_List of tasks_
a – Answer these questions using the blog post about the survival contest.
(i) How many questions does the writer say are left?
(ii) At least how many of the events must a contestant win in order to survive?
(iii) Which SAT section did the writer score lowest on?
b – Continue the blog post about the survival contest from the point where it ends.

_Extract to read_
In case you’re new to my blog and were curious where this question came from, here’s an explanation. There’s nine questions left, and when I found the link in my e-mail today, I couldn’t just delete it — I had to finish the list.

Question #10 and…

You are placed in the unenviable position of having to compete for the right to stay alive. You will be matched against a person of your own gender in a series of five events — an 800-meter run, a game of Scrabble, a three-round boxing match, a debate over the legalization of late-term abortion (scored and officiated by reputable collegiate judges) and the math portion of the SAT. In order to survive, you must win at least three of these events (your opponent will be playing for his or her life as well). However, you (kind of) get to pick your opponent: you can either (a) compete against a person selected at random, or (b) you can compete against someone who is exactly like you. If selected at random, the individual could be of any age or skill level — he/she might be an infant with Down syndrome, but she might also be an Academic All-American linebacker from Notre Dame. If you pick “the average human,” he/she will be precisely your age and will have an identical level of education, and the person will be a perfect cross-section of your particular demographic — he/she will be of average height and of average weight, with a standard IQ and the most normative life experience imaginable. So whom do you select? Or — perhaps more accurately — do you feel that you are better than an average version of yourself?

Of course you had to pick the math SAT section, didn’t you? Yes, let’s pick the subject I haven’t taken since high school and, as a matter of fact, the section I scored lowest on when I took the SATs. Thanks, Chuck.

At the risk of sounding conceited, however, I’m going to choose a match-up between the person identical to myself, for a few reasons. First off, it would be just my luck that if I chose (a), I’d be matched against that Academic All-American linebacker from Notre Dame, and I’m not taking that chance. I also think that if I chose the person identical to myself, there’s a chance events could end in ties — can I beat the system that way, and we can both stay alive?

_Data supplied_
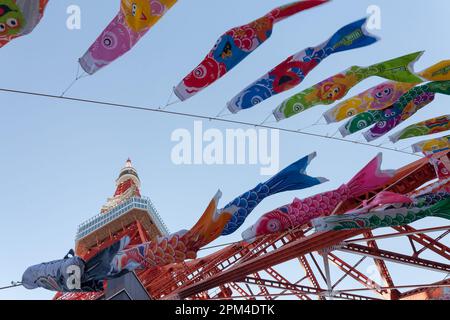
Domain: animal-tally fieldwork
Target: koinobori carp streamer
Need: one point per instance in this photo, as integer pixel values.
(383, 95)
(336, 87)
(427, 127)
(19, 18)
(134, 20)
(300, 212)
(234, 46)
(122, 257)
(387, 119)
(294, 69)
(388, 215)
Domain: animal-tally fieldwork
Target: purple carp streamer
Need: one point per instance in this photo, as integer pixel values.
(336, 87)
(300, 212)
(384, 95)
(236, 45)
(134, 20)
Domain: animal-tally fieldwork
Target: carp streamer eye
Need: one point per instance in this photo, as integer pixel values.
(12, 22)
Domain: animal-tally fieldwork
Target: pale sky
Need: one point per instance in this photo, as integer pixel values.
(59, 159)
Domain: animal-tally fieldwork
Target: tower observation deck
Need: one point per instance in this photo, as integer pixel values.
(126, 210)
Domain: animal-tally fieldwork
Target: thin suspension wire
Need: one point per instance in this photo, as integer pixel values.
(198, 116)
(13, 285)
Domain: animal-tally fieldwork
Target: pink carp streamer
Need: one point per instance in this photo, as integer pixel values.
(301, 212)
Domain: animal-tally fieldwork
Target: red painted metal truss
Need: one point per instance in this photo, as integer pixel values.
(301, 264)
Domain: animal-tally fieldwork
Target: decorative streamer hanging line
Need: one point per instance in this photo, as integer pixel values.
(383, 95)
(13, 285)
(427, 127)
(134, 20)
(197, 116)
(234, 46)
(292, 71)
(337, 86)
(389, 118)
(19, 18)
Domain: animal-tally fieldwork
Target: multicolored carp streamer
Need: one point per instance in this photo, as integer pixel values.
(293, 177)
(337, 86)
(19, 18)
(294, 69)
(387, 119)
(383, 95)
(432, 146)
(122, 258)
(438, 294)
(430, 205)
(234, 46)
(300, 212)
(423, 128)
(133, 21)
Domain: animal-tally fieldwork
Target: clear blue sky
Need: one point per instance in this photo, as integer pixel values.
(59, 160)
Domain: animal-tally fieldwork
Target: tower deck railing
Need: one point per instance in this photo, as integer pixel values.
(121, 209)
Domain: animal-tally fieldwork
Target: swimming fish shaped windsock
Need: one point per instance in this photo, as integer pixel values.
(291, 178)
(431, 205)
(294, 69)
(427, 127)
(134, 20)
(336, 87)
(432, 146)
(300, 212)
(121, 258)
(234, 46)
(19, 18)
(383, 95)
(387, 119)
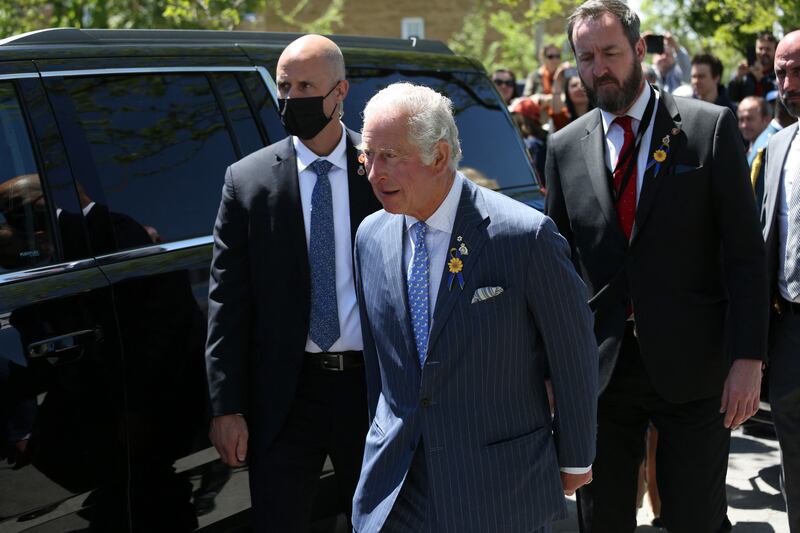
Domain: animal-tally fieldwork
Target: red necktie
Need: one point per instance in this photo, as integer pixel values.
(626, 203)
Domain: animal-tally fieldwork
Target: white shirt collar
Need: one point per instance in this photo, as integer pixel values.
(445, 215)
(636, 112)
(338, 157)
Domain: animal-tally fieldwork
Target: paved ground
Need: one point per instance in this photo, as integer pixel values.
(755, 504)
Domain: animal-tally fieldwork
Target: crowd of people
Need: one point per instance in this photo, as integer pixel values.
(466, 361)
(554, 95)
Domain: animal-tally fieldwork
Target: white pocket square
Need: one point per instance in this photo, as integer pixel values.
(484, 293)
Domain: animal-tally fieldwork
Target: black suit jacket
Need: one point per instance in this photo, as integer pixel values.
(694, 268)
(260, 287)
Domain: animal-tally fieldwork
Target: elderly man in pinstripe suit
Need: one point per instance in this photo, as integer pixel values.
(466, 298)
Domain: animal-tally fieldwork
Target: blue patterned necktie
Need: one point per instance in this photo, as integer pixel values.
(418, 290)
(324, 329)
(791, 270)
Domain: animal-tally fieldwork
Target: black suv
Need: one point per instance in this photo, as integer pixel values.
(113, 147)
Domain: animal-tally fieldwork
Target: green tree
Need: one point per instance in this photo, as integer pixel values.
(18, 16)
(503, 32)
(724, 27)
(306, 17)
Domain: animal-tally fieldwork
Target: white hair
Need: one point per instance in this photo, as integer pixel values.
(428, 114)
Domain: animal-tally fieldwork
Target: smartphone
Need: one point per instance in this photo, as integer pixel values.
(751, 55)
(655, 44)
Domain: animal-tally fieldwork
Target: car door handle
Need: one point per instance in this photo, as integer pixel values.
(65, 345)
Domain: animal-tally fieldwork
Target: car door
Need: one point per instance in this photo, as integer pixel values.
(150, 146)
(61, 386)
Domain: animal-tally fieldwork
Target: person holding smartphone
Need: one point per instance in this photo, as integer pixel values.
(670, 59)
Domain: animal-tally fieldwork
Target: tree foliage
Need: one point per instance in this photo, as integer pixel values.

_Responses for each task_
a –
(i) Nine.
(ii) Three.
(iii) The math section.

b –
And, finally — and this is where that whole “sounding conceited” thing comes in — yes, I do think I’m a better than average version of myself. Doesn’t everyone think that? Don’t we all strive to be better than average, better than that random person walking on the street next to us?

I’m probably never going to be president or find a cure for cancer — but most of us won’t. That doesn’t mean we’re “just average.” I know one hell of a lot about music, and I’m an awesome writer, and I’d like to think I’m generally a pretty cool, down-to-earth person. I’m kind of pretty, and pretty damn smart. I like romantic things like music and art. And as you know, I have a gigantic heart (that’s all mostly true, except for maybe the “romantic things” part, but it’s a song; ten cool points to whomever gets the reference).

Those may not be talents that will win me a Nobel Prize or anything, but they still make me kind of special. I would certainly never tell my friends they’re “average” — to begin with, it’s rather rude, and they’re not average. There’s something amazing about each one of them. That’s why they’re my friends. Average is boring, typical, the same thing, and I will not be that, nor would I choose to hang around that.  The people I know are great because they challenge me and they make me a better person — they make sure I’m not average.

This debate just spiraled into an emotional schpeel, and it’s getting worse right here: If you’re reading this and think you’re average, think again. No one is average. That may sound idealistic or jaded, but it’s true. There is something special about every single person on this planet. If you can’t see that about yourself, how is anyone else going to see it about you?


As if I hadn’t gotten touchy-feely enough already (but, you have to admit, that answer was pretty appropriate for the holidays), I just want to wish everyone — all five of you non-average readers out there (haha?) — a very Merry Christmas/Happy Hanukkah/Happy Kwanzaa/whatever it is you celebrate. And a Happy New Year. I hope your holidays are absolutely wonderful. 2009’s been crazy, but great, so welcome to another decade of awesomeness.